Rewrite the paragraph beginning "Applicants should have a good first degree" in the project description below as a short bulleted list that keeps its main facts.

# Source passage

<<<<

Statistical design and inference for single cell gene expression data
The advances in biotechnology over the last few decades provide great opportunities for a better understanding of how our body works and how to keep it healthy and, through this, how diseases work and how to overcome them. These advances have allowed us to observe gene activity in tissue samples, and have revealed much about disease biology despite these samples typically being a mix of many different cell types. More recently, it has become possible to observe gene activity at the single cell level – overcoming problems concerning the heterogeneity of cells in tissue, but possibly introducing new issues.
Such data can reveal complex biological interactions between genes, describe the biological impact of external conditions, and identify the presence of complex and rare cell populations (e.g. in oncology and developmental biology). However, these data are often very noisy and biased by various technological constraints. Therefore, their statistical analysis is challenging, and a number of statistical questions remain unanswered. This project will attempt to address some of these gaps. In particular, we will be interested to compare data from tissue samples to single-cell experiments, and develop methodology for the joint statistical analysis of the two data types.
These will be motivated by a number of case studies such as a) understanding the effects of cell-signalling and environment on gene-expression, and b) understanding the heterogeneity of gene expression present in cancer.
An interest in molecular biology is required but previous experience is not necessary. Background in statistics and/or computational biology will be beneficial.
Multiple sources of scholarship funding are potentially available, including university, research council (EPSRC) and research group (CREEM). Some are open to international students, some to EU and some UK only.
Applicants should have a good first degree in mathematics, statistics or another discipline with substantial numerical component. Applicants with degrees in other subjects (e.g., biology) should have the equivalent of A-level/Higher mathematics, and experience using statistical methods; such candidates should discuss their qualifications with the Postgraduate Officer. A masters-level degree is an advantage.

>>>>

# Given data
<<<<

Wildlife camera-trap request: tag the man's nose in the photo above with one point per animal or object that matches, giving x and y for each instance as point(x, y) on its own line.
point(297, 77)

>>>>

# Exercise output
- Applicants need a good first degree in mathematics, statistics, or another discipline with a substantial numerical component.
- Applicants with degrees in other subjects (e.g., biology) need the equivalent of A-level/Higher mathematics and experience using statistical methods.
- These candidates should discuss their qualifications with the Postgraduate Officer.
- A masters-level degree is an advantage.